__Work request__. Your copy should repeat the data that follows exactly and contain no image.

__Input data__.
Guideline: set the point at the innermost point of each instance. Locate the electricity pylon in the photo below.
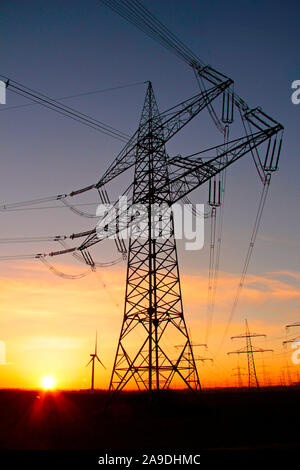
(250, 350)
(285, 343)
(153, 303)
(238, 375)
(92, 360)
(153, 311)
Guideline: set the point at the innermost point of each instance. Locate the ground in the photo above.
(207, 422)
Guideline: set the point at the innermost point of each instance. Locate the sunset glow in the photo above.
(48, 382)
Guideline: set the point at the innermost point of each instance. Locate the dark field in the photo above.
(264, 420)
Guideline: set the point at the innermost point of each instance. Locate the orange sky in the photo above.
(48, 324)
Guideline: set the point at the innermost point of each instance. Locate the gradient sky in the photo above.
(62, 48)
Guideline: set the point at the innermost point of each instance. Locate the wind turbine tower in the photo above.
(92, 360)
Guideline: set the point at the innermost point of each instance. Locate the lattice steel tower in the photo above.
(153, 303)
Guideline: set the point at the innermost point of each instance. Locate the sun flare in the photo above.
(48, 382)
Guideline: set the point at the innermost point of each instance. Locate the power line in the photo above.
(64, 110)
(77, 95)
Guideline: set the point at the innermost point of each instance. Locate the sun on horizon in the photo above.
(48, 382)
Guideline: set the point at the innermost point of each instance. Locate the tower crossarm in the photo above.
(253, 350)
(187, 173)
(251, 335)
(170, 122)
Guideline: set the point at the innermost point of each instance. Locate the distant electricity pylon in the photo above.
(285, 343)
(192, 372)
(92, 360)
(250, 350)
(238, 375)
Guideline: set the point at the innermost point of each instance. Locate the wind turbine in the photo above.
(93, 357)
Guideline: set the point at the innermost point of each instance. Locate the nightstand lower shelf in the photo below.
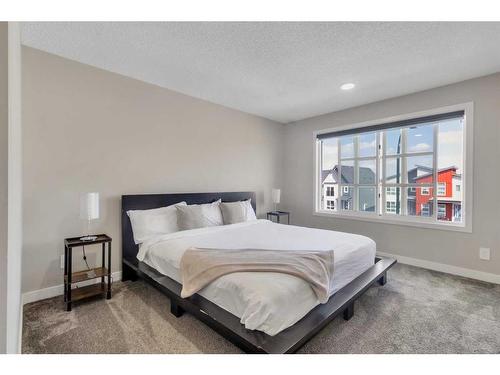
(87, 291)
(77, 277)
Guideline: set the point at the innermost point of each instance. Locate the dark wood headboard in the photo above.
(149, 201)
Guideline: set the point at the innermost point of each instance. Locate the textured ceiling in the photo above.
(282, 71)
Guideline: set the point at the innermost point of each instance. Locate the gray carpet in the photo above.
(417, 311)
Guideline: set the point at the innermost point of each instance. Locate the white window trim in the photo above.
(467, 184)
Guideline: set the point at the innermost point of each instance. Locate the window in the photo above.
(442, 189)
(398, 170)
(426, 209)
(390, 207)
(441, 211)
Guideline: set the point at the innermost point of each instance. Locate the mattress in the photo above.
(264, 301)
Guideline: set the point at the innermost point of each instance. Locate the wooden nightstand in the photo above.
(70, 277)
(277, 215)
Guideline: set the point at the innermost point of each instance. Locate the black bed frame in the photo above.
(222, 321)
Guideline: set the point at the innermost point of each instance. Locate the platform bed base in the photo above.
(229, 326)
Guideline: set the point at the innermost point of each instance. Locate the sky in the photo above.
(419, 139)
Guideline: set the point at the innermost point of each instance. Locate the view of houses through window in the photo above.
(414, 171)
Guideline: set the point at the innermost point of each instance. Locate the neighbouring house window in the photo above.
(441, 211)
(395, 169)
(426, 209)
(441, 189)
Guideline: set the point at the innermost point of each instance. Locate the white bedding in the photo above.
(268, 302)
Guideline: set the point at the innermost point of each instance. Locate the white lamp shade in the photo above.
(89, 206)
(276, 195)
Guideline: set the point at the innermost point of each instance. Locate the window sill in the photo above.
(403, 222)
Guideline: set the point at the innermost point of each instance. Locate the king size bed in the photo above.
(261, 312)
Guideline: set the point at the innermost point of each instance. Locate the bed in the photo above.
(259, 312)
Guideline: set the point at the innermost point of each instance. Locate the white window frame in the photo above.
(422, 222)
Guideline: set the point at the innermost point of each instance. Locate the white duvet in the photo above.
(268, 302)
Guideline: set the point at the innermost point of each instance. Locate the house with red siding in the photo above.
(449, 195)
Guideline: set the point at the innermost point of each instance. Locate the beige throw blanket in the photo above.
(199, 267)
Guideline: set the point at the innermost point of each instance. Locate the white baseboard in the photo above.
(58, 290)
(441, 267)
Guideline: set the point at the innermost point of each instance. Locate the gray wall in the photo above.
(86, 129)
(3, 181)
(456, 249)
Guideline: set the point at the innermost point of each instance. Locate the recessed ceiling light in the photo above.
(347, 86)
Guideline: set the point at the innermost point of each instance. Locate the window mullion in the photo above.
(355, 175)
(404, 172)
(339, 166)
(434, 166)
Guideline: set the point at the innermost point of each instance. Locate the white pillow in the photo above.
(150, 223)
(199, 215)
(237, 212)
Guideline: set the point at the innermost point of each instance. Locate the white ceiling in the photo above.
(281, 71)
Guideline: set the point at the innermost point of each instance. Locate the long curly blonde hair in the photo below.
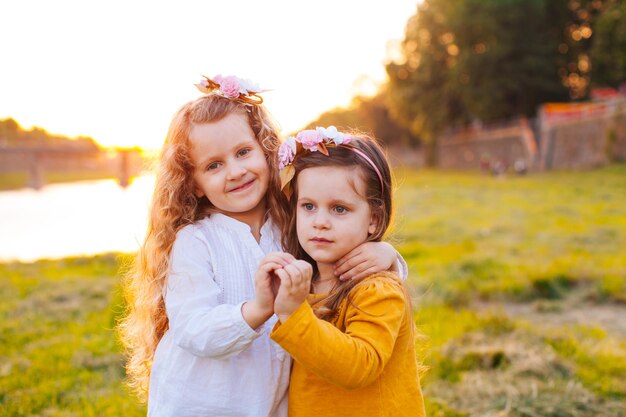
(175, 205)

__Exercise output__.
Guideline: set the point at the innermost point of each instance. Locate the electricity pylon in the photo below.
(250, 350)
(285, 343)
(153, 303)
(238, 375)
(92, 360)
(153, 311)
Guideline: set the point at the innermost point of each instance. Locate the ground in the photo above.
(207, 422)
Guideline: set the point at the innermost point of each instance. Locate the sunset glow in the photo above.
(48, 382)
Guideline: set the point at the innermost point of each instance. Locate the dark field in the photo above.
(264, 420)
Guideline: set the point at the innermost point of each instance. Locate the orange sky in the photo above.
(48, 324)
Guideline: set the point at the innermost point of each instance. Locate the gradient sky in the photo above.
(62, 48)
Guideline: set the point at the innermost point of each instance. Locate the wind turbine tower in the photo above.
(92, 360)
Guideline: set the point at the innermost point of each instance. Locate the lattice steel tower in the photo above.
(153, 303)
Guideline: set the point at the innermost point of each instance. Locate the sun flare in the photo above.
(48, 382)
Guideline: set the point at the innermost point of each instance. Locate the power line in the photo above.
(64, 110)
(77, 95)
Guideline: set the point at the innermost point of each instance. Locate the sun on horizon in the photo above.
(48, 382)
Guideline: set the point at the innermost point of each instance. Locate the tower crossarm in the photo above.
(253, 350)
(187, 173)
(251, 335)
(170, 122)
Guideline: set the point at the innermost point of each instance. Locate the distant electricity pylon in the photo above.
(285, 343)
(192, 372)
(92, 360)
(250, 350)
(238, 375)
Guideline: set the point at the innermost point of each instance. Locate the wind turbine in the photo above.
(93, 357)
Guideline: set the point at the innermost point of each instance. Locate the nightstand lower shelf in the photo below.
(87, 291)
(77, 277)
Guideline: set the point at the innermost point of each instance. Locate the dark wood headboard in the photo above.
(149, 201)
Guideline: set the point at the innermost point of each instance. Locate the textured ceiling in the photo above.
(282, 71)
Guideline: set the point at the innermost point of each instance. Locate the gray carpet in the photo above.
(417, 311)
Guideline: set the point at the innermost point of each instance. Locate the white window trim in the photo above.
(467, 184)
Guideline: set the point at the innermost point of each instance. Locate the window in the photo above.
(442, 189)
(398, 170)
(426, 209)
(390, 207)
(441, 211)
Guideline: set the point at the innermost point of each instance. Locate the mattress in the photo above.
(264, 301)
Guideline: set the point at the innermost point of each instance. Locate the wooden nightstand in the photo above.
(70, 277)
(277, 215)
Guideline: set the point at the innermost point of each instance. Locate the black bed frame in the photo above.
(222, 321)
Guideline: set the point at the innermost point of each instance. Locate the platform bed base in the photo above.
(229, 326)
Guideline: set the point at the innermost point of each instance. Locate the sky in the photo above.
(419, 139)
Guideline: set the point at the innermost point of each instance. Locate the view of houses through window in the photo above.
(414, 171)
Guideline: set the point at the innermost point of each instance. Locate the neighbouring house window in the photo above.
(441, 211)
(395, 169)
(426, 209)
(441, 189)
Guideline: set the point at the innermost point of each instance. Locate the white bedding in the photo above.
(268, 302)
Guideline: set the point at the innermost point of each instance. Locate the white lamp shade in the photo above.
(89, 206)
(276, 195)
Guideline: set the point at the innermost point of each instance. Locate the window sill in the photo above.
(403, 222)
Guideline: set the point at the innermost point of each instance. Locate the king size bed in the photo above.
(261, 312)
Guideline: set the point at the innermost point of each instance. Locate the bed in the photo above.
(259, 312)
Guideline: set the point at the innermost point of each instance. Locate the white window frame in the photo above.
(422, 222)
Guideline: set the point at the innermost point of each instance. Locate the white duvet in the photo above.
(268, 302)
Guideline: set the point at the innermost point of each instance. Locate the house with red siding in the photo above.
(449, 195)
Guideline: set the point at the innermost point of each instance. Locate the beige throw blanket in the photo above.
(199, 267)
Guideline: set the point at the innermost point of each instance. Locate the white baseboard in the photo above.
(58, 290)
(441, 267)
Guideline: set the point at the innermost point of each instance. Locate the gray wall in the photo above.
(86, 129)
(3, 181)
(456, 249)
Guideline: set the point at the innermost point of each instance. Locate the recessed ceiling light in the photo above.
(347, 86)
Guideline: set the point at the innermost point of each instance. Locate the window mullion in the photo above.
(355, 175)
(404, 172)
(339, 166)
(434, 166)
Guideline: set the point at the innermost point of each instance. Locate the white pillow in the photo above.
(150, 223)
(199, 215)
(237, 212)
Guideline: set the point at the innermost point of each instance. Locate the white ceiling in the photo above.
(281, 71)
Guideline: set the point at the innermost point of each instance. Locate the long curly blonde hair in the photo below.
(175, 205)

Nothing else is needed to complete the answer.